:: WHAT TO PRODUCE ::
When you repeat the entries below, please keep them exact and leave out the pictures.

DATA TO EXAMINE START

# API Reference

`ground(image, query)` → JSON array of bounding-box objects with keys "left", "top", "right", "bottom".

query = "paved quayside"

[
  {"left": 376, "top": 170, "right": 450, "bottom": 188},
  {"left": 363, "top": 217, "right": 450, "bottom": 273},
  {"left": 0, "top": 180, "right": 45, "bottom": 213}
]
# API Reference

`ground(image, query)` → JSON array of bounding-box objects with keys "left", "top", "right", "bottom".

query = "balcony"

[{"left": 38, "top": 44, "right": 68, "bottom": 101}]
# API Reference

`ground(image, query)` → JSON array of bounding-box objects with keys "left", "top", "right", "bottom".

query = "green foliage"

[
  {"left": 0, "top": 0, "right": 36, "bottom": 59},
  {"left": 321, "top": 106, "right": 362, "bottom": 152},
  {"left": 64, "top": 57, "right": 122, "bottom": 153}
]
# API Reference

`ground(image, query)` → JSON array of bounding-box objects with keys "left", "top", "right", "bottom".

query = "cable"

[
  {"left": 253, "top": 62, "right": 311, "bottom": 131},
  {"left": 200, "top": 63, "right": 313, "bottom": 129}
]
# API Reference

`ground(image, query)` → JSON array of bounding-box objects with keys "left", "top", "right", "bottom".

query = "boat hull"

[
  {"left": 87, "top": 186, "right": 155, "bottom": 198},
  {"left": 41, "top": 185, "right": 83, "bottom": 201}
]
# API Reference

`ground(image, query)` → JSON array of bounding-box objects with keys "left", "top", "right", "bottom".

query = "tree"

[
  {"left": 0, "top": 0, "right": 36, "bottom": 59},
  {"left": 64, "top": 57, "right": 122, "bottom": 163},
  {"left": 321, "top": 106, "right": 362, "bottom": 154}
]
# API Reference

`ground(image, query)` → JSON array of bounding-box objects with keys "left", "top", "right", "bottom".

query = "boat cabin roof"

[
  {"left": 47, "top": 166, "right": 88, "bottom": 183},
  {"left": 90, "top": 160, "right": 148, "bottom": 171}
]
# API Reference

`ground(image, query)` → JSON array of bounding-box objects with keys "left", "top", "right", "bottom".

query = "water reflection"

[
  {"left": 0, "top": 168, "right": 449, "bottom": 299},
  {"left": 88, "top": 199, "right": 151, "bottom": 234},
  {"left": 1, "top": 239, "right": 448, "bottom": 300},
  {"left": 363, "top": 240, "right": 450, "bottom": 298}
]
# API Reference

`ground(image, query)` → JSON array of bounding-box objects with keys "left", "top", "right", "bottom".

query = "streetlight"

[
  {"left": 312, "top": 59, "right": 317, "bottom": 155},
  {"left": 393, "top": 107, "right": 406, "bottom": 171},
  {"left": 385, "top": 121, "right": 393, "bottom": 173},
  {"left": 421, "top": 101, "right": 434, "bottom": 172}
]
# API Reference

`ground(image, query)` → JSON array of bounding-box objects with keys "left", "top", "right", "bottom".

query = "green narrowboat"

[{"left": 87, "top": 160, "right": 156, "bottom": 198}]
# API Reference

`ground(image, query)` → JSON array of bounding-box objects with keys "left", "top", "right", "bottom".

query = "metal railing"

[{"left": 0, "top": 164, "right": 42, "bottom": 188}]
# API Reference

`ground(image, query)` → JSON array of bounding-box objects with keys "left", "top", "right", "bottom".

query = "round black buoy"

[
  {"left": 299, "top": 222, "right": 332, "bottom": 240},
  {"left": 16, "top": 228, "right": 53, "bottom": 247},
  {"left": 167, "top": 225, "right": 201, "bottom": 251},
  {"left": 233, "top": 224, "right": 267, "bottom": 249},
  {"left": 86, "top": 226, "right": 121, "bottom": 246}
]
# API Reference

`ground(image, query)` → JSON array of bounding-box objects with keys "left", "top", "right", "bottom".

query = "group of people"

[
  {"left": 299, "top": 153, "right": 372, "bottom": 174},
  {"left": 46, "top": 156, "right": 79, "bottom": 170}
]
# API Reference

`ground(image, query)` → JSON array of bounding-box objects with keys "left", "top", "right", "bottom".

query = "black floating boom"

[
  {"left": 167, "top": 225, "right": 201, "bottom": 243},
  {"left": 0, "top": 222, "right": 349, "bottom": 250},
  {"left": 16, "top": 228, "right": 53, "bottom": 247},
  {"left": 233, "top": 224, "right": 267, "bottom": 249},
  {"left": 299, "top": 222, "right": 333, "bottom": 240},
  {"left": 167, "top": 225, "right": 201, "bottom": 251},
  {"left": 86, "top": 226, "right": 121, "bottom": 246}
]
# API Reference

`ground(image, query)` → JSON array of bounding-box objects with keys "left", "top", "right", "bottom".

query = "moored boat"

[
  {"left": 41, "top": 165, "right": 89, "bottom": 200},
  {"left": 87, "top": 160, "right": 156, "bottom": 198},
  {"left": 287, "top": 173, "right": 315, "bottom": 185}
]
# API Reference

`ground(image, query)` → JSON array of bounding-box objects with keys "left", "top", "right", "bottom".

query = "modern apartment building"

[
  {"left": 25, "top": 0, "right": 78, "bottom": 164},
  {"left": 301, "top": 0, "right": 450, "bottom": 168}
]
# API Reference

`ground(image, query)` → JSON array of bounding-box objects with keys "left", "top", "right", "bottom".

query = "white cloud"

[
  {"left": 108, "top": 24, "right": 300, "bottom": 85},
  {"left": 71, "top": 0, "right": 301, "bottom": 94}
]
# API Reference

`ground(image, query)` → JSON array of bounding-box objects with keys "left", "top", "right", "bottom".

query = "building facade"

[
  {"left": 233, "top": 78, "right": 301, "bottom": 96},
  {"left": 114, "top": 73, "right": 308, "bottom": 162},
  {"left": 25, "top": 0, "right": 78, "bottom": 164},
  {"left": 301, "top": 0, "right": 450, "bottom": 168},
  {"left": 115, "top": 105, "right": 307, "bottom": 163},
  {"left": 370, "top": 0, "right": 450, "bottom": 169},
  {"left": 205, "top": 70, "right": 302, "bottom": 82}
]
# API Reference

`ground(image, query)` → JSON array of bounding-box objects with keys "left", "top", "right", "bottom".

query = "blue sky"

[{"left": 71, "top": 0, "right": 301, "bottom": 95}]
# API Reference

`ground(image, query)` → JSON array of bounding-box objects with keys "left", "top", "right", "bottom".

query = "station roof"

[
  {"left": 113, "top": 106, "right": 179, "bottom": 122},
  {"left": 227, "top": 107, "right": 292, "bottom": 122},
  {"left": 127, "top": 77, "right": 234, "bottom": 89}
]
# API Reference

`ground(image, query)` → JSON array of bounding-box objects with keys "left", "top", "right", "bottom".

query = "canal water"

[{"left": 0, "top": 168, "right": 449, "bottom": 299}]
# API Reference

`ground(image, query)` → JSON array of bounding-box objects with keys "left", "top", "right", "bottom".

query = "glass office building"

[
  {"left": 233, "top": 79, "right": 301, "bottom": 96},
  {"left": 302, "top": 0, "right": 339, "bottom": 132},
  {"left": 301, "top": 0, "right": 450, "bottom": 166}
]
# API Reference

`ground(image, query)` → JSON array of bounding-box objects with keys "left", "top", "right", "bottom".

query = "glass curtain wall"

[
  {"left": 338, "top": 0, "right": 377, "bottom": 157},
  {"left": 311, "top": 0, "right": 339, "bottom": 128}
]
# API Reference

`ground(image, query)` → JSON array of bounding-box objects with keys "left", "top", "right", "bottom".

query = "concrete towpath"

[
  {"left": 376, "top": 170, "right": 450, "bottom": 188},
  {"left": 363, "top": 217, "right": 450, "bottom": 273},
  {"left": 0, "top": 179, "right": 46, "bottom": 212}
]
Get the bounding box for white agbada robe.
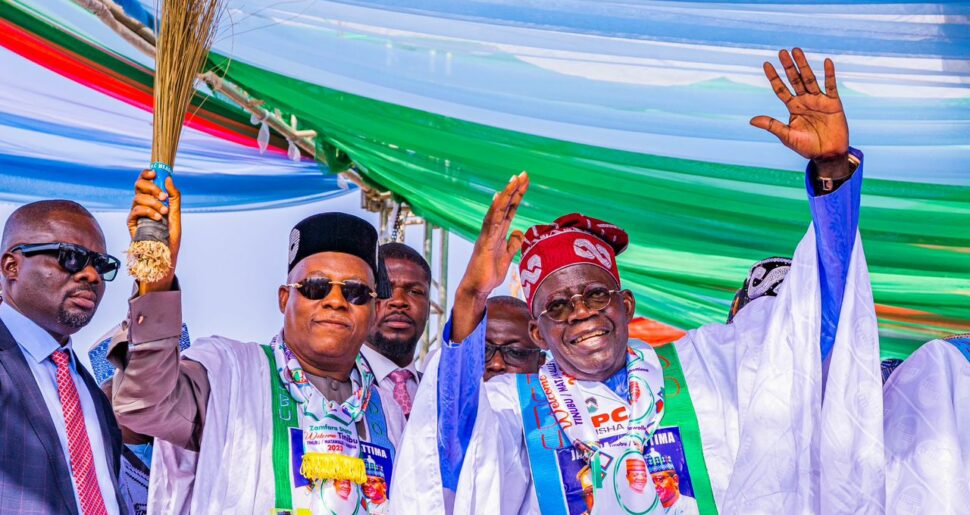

DATA TO EXAMINE END

:: RESPONSE ::
# API Reference

`ground(image, query)` → JSON array of bounding-box objects with keys "left", "top", "right", "bottom".

query = "paved quayside"

[
  {"left": 376, "top": 170, "right": 450, "bottom": 188},
  {"left": 363, "top": 217, "right": 450, "bottom": 273},
  {"left": 0, "top": 180, "right": 45, "bottom": 213}
]
# API Reference

`ground(image, query)` → JSON array of bounding-box objects with keys "left", "top", "right", "bottom".

query = "balcony"

[{"left": 38, "top": 44, "right": 68, "bottom": 101}]
# API Reference

`ground(image, query)` → JSON array of bounding-box objects with keys "left", "top", "right", "bottom".

query = "green foliage"

[
  {"left": 0, "top": 0, "right": 36, "bottom": 59},
  {"left": 321, "top": 106, "right": 362, "bottom": 152},
  {"left": 64, "top": 57, "right": 122, "bottom": 153}
]
# API Reference

`ground(image, query)` → JSON array of bounding-box objects with keys "left", "top", "right", "bottom".

query = "cable"

[
  {"left": 253, "top": 62, "right": 311, "bottom": 131},
  {"left": 200, "top": 63, "right": 313, "bottom": 129}
]
# API Reference

`ground(image, query)` → JSON array of bounding-box objects with keys "left", "top", "right", "bottom".

query = "boat hull"

[
  {"left": 87, "top": 186, "right": 155, "bottom": 198},
  {"left": 41, "top": 185, "right": 83, "bottom": 201}
]
# API Reference

`ground(image, query)` → JSON array of bounding-box objects with keys "left", "top", "right", "bottom".

query = "tree"

[
  {"left": 0, "top": 0, "right": 36, "bottom": 59},
  {"left": 64, "top": 57, "right": 122, "bottom": 163},
  {"left": 321, "top": 106, "right": 362, "bottom": 154}
]
# API Reference

`ground(image, query)` → JSON array of bounding-box objects with keys "left", "top", "right", "bottom".

query = "boat cabin roof"

[
  {"left": 47, "top": 166, "right": 88, "bottom": 183},
  {"left": 90, "top": 160, "right": 148, "bottom": 171}
]
# API Reference

`ground(image, query)` → JSON array of bounding-box objects with keys "left", "top", "right", "bottom".

query = "water reflection"

[
  {"left": 0, "top": 168, "right": 449, "bottom": 299},
  {"left": 88, "top": 199, "right": 151, "bottom": 234},
  {"left": 1, "top": 239, "right": 448, "bottom": 300},
  {"left": 363, "top": 240, "right": 450, "bottom": 298}
]
# API Reference

`ground(image, query)` → JSON array of bounding-box objects with keys "left", "top", "right", "bottom".

query = "streetlight"

[
  {"left": 312, "top": 59, "right": 317, "bottom": 155},
  {"left": 393, "top": 107, "right": 406, "bottom": 171},
  {"left": 385, "top": 121, "right": 393, "bottom": 173},
  {"left": 421, "top": 101, "right": 434, "bottom": 172}
]
# API Reference

`ground(image, query)` → JSON array of bounding-box objects with keys "left", "top", "right", "bottom".

query = "green narrowboat"

[{"left": 87, "top": 160, "right": 156, "bottom": 198}]
# API Reference

`ground(image, query)` → JSON array of bounding-box objects with keys "left", "top", "right", "bottom".

query = "metal railing"

[{"left": 0, "top": 164, "right": 42, "bottom": 188}]
# API Reference

`ground(image, query)` → JSON array of bounding-box objects with keys "left", "top", "right", "bottom".

query = "round black buoy"

[
  {"left": 299, "top": 222, "right": 332, "bottom": 240},
  {"left": 16, "top": 228, "right": 53, "bottom": 247},
  {"left": 167, "top": 225, "right": 201, "bottom": 251},
  {"left": 233, "top": 224, "right": 267, "bottom": 249},
  {"left": 86, "top": 226, "right": 121, "bottom": 246}
]
# API Reference

`ground(image, query)` → JSON array of bounding-box objects with keys "left", "top", "right", "bottom".

query = "group of people"

[
  {"left": 299, "top": 153, "right": 372, "bottom": 174},
  {"left": 46, "top": 156, "right": 79, "bottom": 170}
]
# API Reference

`ground(image, query)` → JSON array of bounding-box objects with keys "left", "top", "right", "bottom".

query = "black floating boom"

[
  {"left": 167, "top": 225, "right": 201, "bottom": 243},
  {"left": 0, "top": 222, "right": 349, "bottom": 250},
  {"left": 16, "top": 228, "right": 53, "bottom": 247},
  {"left": 233, "top": 224, "right": 267, "bottom": 249},
  {"left": 299, "top": 222, "right": 333, "bottom": 240},
  {"left": 167, "top": 225, "right": 201, "bottom": 251},
  {"left": 86, "top": 226, "right": 121, "bottom": 246}
]
# API Reference

`ground(image, query)` → JSON array of bounding-box objects with keys "left", "top", "right", "bottom".

query = "moored boat"

[
  {"left": 41, "top": 165, "right": 89, "bottom": 200},
  {"left": 87, "top": 160, "right": 156, "bottom": 198},
  {"left": 287, "top": 173, "right": 315, "bottom": 185}
]
# API Reference

`ground(image, query)` → JSON array of bounding-box objects with keys "left", "top", "right", "bottom".

query = "modern apartment building"

[
  {"left": 25, "top": 0, "right": 78, "bottom": 164},
  {"left": 301, "top": 0, "right": 450, "bottom": 168}
]
# API Reference

`ground(image, query)` → JSON array of bounding-box objects with keys "left", "top", "right", "bottom".

query = "white cloud"

[
  {"left": 108, "top": 24, "right": 300, "bottom": 85},
  {"left": 71, "top": 0, "right": 301, "bottom": 94}
]
# API Reference

`ground(image, query)` → JSON array of bounding-box objects with keys "left", "top", "right", "bottom".

query = "building facade"

[
  {"left": 233, "top": 78, "right": 301, "bottom": 96},
  {"left": 114, "top": 73, "right": 308, "bottom": 162},
  {"left": 25, "top": 0, "right": 78, "bottom": 164},
  {"left": 301, "top": 0, "right": 450, "bottom": 168},
  {"left": 115, "top": 105, "right": 307, "bottom": 163},
  {"left": 370, "top": 0, "right": 450, "bottom": 169},
  {"left": 205, "top": 70, "right": 302, "bottom": 82}
]
# API Reference

`ground(image, query)` → JSON array of bounding-box objects with keys "left", "top", "right", "bottom".

query = "blue sky"

[{"left": 71, "top": 0, "right": 301, "bottom": 95}]
# API Reference

`ground(image, query)` → JSON array of bounding-box objects with keys "left", "top", "right", "bottom".

query = "station roof"

[
  {"left": 113, "top": 106, "right": 179, "bottom": 122},
  {"left": 227, "top": 107, "right": 292, "bottom": 122},
  {"left": 127, "top": 77, "right": 234, "bottom": 89}
]
# API Reference

`ground(image, query)` → JSON array of bounding-box objects with keys "left", "top", "right", "bottom".

query = "canal water"

[{"left": 0, "top": 168, "right": 449, "bottom": 299}]
# API Reference

`ground(image, query)` → JSON array of bounding-box objects with keys "left", "top", "right", "bottom".

query = "glass office building"

[
  {"left": 233, "top": 79, "right": 301, "bottom": 96},
  {"left": 302, "top": 0, "right": 339, "bottom": 132},
  {"left": 301, "top": 0, "right": 450, "bottom": 166}
]
# API Reference

`ground(image, query)` → JSON array of bounding-box objects with keys "left", "top", "right", "bottom".

query = "glass curtain wall"

[
  {"left": 338, "top": 0, "right": 377, "bottom": 157},
  {"left": 311, "top": 0, "right": 339, "bottom": 128}
]
# API Reference

`ground(image, query)` → JSON array of bounding-box objects with keys "left", "top", "right", "bottom".

query = "concrete towpath"

[
  {"left": 376, "top": 170, "right": 450, "bottom": 188},
  {"left": 363, "top": 217, "right": 450, "bottom": 273},
  {"left": 0, "top": 179, "right": 46, "bottom": 212}
]
Get the bounding box for white agbada robe.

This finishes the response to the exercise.